- **Exercise task**
Rewrite each line of the material below, swapping "provide" for "place" wherever it appears and keeping everything else unchanged.

- **Extracted entries**

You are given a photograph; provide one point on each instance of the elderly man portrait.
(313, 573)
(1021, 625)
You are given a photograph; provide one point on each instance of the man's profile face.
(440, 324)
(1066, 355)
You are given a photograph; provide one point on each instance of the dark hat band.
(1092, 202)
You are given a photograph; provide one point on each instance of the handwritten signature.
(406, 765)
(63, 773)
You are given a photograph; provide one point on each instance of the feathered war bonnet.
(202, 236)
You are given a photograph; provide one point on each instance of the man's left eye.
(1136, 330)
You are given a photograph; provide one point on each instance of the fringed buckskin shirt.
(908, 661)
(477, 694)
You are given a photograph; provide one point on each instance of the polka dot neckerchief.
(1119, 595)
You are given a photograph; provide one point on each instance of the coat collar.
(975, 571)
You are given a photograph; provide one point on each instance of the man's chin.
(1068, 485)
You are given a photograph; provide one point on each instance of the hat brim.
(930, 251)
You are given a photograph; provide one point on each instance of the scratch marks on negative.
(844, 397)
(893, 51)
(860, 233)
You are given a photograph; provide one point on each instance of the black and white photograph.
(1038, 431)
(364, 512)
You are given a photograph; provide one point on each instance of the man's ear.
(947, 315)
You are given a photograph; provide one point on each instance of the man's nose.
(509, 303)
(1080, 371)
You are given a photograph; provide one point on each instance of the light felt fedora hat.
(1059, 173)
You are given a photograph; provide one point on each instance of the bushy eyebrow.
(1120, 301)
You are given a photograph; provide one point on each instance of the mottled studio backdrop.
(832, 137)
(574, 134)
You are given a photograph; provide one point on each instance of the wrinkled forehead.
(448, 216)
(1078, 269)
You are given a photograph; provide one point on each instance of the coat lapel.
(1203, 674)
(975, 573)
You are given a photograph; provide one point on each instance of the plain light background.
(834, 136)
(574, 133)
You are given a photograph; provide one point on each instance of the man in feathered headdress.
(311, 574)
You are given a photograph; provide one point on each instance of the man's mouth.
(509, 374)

- **Complete output**
You are given a photograph; place one point on each instance of the elderly man portrait.
(313, 573)
(1021, 625)
You are given a photograph; place one point on each instance of the man's profile face.
(440, 324)
(1066, 355)
You are given a photograph; place one point on each instance of the dark hat band.
(1092, 202)
You are given a photograph; place one point on each instance of the handwritten signature.
(406, 765)
(63, 773)
You are given a photograph; place one point on each instance of the feathered war bonnet.
(202, 236)
You are given a photograph; place one point on each instance of the man's left eye.
(1136, 330)
You are given a photograph; place one point on each instance of the fringed buckskin shirt.
(908, 661)
(477, 694)
You are given a photograph; place one point on each instance of the polka dot neckerchief.
(1119, 595)
You are given a photograph; place one point on each instance of the coat collar.
(975, 571)
You are given a photograph; place one point on each instance of the man's chin.
(1068, 485)
You are given a photograph; place one point on each instance of the hat brim.
(930, 251)
You are given a photograph; place one point on each instance of the scratch marks on negative.
(844, 397)
(893, 51)
(860, 233)
You are given a photograph; place one point on each instance of the black and white photograph.
(1038, 431)
(364, 512)
You are given a photograph; place one point on each instance of the man's ear.
(947, 315)
You are given a photograph; place one point on each instance of the man's nose.
(509, 303)
(1080, 371)
You are given a photograph; place one point on each instance of the light felt fedora hat.
(1059, 173)
You are given a photograph; place one point on each instance of the bushy eyebrow.
(1120, 301)
You are given a photograph; place one point on each instance of the mottled studio backdrop.
(832, 137)
(574, 134)
You are given a photograph; place one point on each instance of the wrinkled forehead.
(448, 216)
(1078, 269)
You are given a photograph; place one point on each instance of the coat lapel.
(1203, 674)
(975, 573)
You are given a photograph; place one point on each instance of the plain light background.
(834, 136)
(574, 133)
You are given a photograph; place one point on each instance of the man in feathered headdress.
(311, 574)
You are given a photograph; place one point on each instance of the man's mouth.
(509, 374)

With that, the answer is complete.